**EXTRAIT SOURCE:**
B. LA MISSION NE SATISFAIT PAS CORRECTEMENT À L'OBJECTIF DE LISIBILITÉ DES POLITIQUES PUBLIQUES
Les nouvelles règles budgétaires issues de la « LOLF » ont amené, pour l'examen du projet de loi de finances, à passer d'une logique de moyens à une logique de résultats axée sur la performance, et de fixer pour cela des indicateurs. L'entrée en vigueur de la LOLF a été aussi l'occasion d'appréhender l'examen des crédits sous forme de « missions », c'est-à-dire un ensemble de programmes concourant à une politique publique définie .
Il résultait de ses règles nouvelles des exigences en termes de stabilité des maquettes budgétaires et de cohérence dans la présentation de ces missions.
Un autre apport de la LOLF devait être de permettre le rapprochement , dans le même document budgétaire, de l'ensemble des moyens consacrés à une politique publique, qu'il s'agisse en particulier de crédits budgétaires ou de dépenses fiscales .
Sur ces deux points, la mission « Ville et logement » s'avère défaillante.
1. Une vue partielle des moyens de l'Etat
La politique du logement et de la ville s'appuie au moins autant sur les mesures fiscales, dont l'importance croit chaque année, que sur des crédits budgétaires.
Or les responsables de programme ne disposent d'aucune latitude quant à ces mesures fiscales qui sont, de plus, examinées et votées par le Parlement en l'absence des ministres en charge de la mission. Ils en ignorent également les estimations de coût.
Votre rapporteur spécial ne peut que regretter cet état de fait. Le projet de loi de finances pour 2010, comme les budgets précédents, ne permet pas que s'instaure un véritable débat sur les orientations de la politique du logement.

**LIGNES RÉPERTORIÉES:**
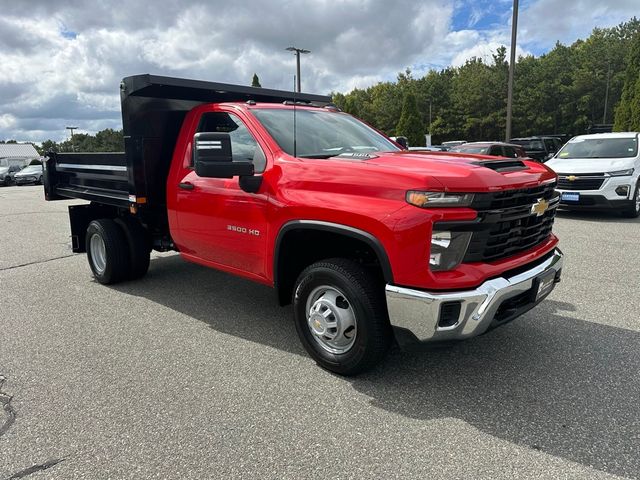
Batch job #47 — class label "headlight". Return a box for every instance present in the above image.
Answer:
[609,168,635,177]
[406,190,473,208]
[429,231,471,271]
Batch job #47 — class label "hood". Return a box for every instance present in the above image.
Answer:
[545,158,634,173]
[282,150,556,198]
[366,151,555,192]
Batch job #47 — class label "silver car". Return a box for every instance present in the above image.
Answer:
[13,165,43,185]
[0,165,21,186]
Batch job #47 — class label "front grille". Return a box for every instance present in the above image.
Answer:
[440,183,559,263]
[558,173,605,190]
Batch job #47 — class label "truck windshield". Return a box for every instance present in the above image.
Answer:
[558,137,638,158]
[252,108,400,158]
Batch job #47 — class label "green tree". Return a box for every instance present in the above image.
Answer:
[396,92,424,147]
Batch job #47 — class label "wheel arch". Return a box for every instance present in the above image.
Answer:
[273,220,393,305]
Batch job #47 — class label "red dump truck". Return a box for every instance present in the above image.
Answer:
[44,75,563,375]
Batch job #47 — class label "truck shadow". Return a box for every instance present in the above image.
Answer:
[114,256,640,478]
[557,209,640,223]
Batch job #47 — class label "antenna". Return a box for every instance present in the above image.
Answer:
[293,75,298,157]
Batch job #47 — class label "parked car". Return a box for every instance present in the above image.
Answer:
[44,75,563,375]
[509,137,560,162]
[451,142,527,158]
[442,140,467,149]
[13,165,42,185]
[547,132,640,218]
[0,165,22,186]
[407,145,447,152]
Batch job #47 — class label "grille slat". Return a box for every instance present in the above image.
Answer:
[463,183,558,263]
[558,176,605,190]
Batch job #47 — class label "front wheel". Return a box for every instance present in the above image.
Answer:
[622,184,640,218]
[293,258,392,375]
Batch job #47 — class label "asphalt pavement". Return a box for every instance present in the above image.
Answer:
[0,186,640,480]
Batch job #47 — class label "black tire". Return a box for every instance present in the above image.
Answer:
[622,181,640,218]
[85,218,129,285]
[292,258,393,375]
[116,217,151,280]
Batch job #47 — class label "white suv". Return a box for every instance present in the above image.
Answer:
[545,132,640,218]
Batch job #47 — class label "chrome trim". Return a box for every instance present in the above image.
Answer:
[385,248,563,341]
[56,163,127,172]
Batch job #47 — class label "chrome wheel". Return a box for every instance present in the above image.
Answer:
[306,285,357,354]
[89,233,107,275]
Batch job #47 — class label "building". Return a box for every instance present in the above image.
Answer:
[0,143,40,166]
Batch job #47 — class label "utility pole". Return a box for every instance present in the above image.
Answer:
[285,47,311,93]
[602,61,611,123]
[504,0,518,142]
[65,127,78,152]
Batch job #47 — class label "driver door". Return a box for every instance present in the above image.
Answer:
[177,111,267,277]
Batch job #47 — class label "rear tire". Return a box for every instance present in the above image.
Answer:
[116,217,151,280]
[85,218,129,285]
[293,258,393,375]
[622,181,640,218]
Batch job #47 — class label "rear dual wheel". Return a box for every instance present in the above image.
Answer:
[85,218,150,285]
[293,258,393,375]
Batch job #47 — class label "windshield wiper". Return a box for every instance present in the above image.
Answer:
[298,153,339,158]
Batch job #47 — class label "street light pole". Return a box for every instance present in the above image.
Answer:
[285,47,311,93]
[65,127,78,152]
[504,0,518,142]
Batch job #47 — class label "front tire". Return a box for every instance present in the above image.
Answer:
[293,258,393,375]
[622,181,640,218]
[85,218,129,285]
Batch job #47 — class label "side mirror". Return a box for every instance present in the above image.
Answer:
[193,132,253,178]
[396,137,409,150]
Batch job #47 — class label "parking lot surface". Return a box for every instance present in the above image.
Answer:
[0,187,640,480]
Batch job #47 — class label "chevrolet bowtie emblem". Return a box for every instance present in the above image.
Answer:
[531,198,549,217]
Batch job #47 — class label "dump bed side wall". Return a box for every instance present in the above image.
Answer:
[44,153,129,207]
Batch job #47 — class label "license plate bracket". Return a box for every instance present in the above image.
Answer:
[533,270,556,302]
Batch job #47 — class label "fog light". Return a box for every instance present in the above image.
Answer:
[616,185,629,197]
[429,231,471,271]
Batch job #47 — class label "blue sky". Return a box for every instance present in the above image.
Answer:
[0,0,640,142]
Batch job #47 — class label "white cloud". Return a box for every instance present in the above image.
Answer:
[0,0,637,141]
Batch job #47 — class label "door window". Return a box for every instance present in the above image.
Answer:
[489,145,502,157]
[502,145,518,158]
[198,112,267,173]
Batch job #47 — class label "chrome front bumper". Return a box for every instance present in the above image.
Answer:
[386,248,563,341]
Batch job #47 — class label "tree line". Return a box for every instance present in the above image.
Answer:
[3,17,640,155]
[332,17,640,146]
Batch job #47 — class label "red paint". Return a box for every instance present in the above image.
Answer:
[167,104,558,290]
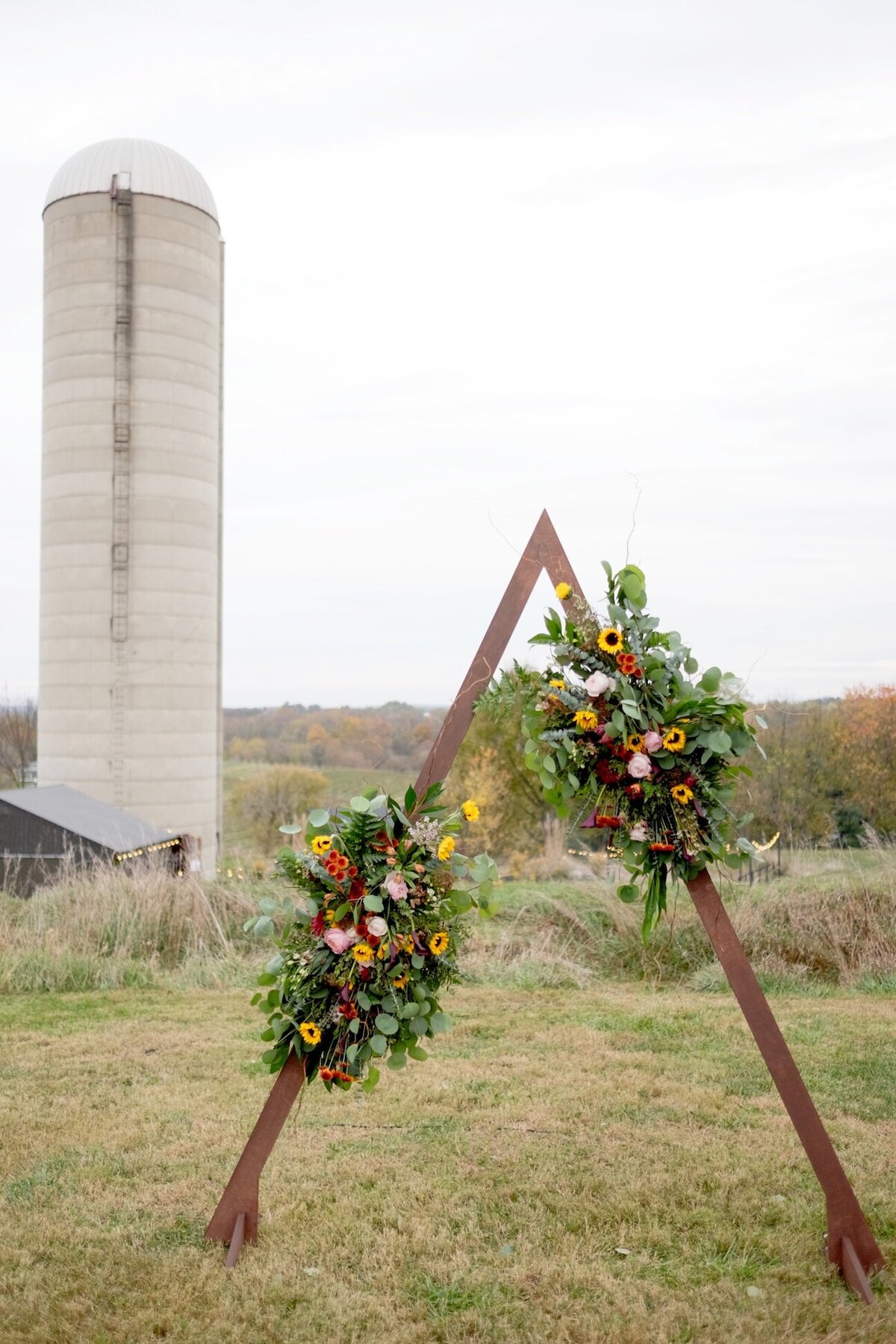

**TRAVAIL À FAIRE:**
(1) Recopiez le passage de l'extrait source de « Il résultait de » à « dépenses fiscales . ».
(2) Selon l'extrait source, pourquoi la mission « Ville et logement » ne donne-t-elle qu'une vue partielle des moyens de l'État ? Répondez en une à trois phrases.

**TÂCHES RÉSOLUES:**
(1)
Il résultait de ses règles nouvelles des exigences en termes de stabilité des maquettes budgétaires et de cohérence dans la présentation de ces missions.
Un autre apport de la LOLF devait être de permettre le rapprochement , dans le même document budgétaire, de l'ensemble des moyens consacrés à une politique publique, qu'il s'agisse en particulier de crédits budgétaires ou de dépenses fiscales .

(2) La politique du logement et de la ville repose au moins autant sur des mesures fiscales que sur des crédits budgétaires. Or les responsables de programme n'ont aucune latitude sur ces mesures, examinées et votées par le Parlement en l'absence des ministres chargés de la mission, et ils en ignorent les estimations de coût.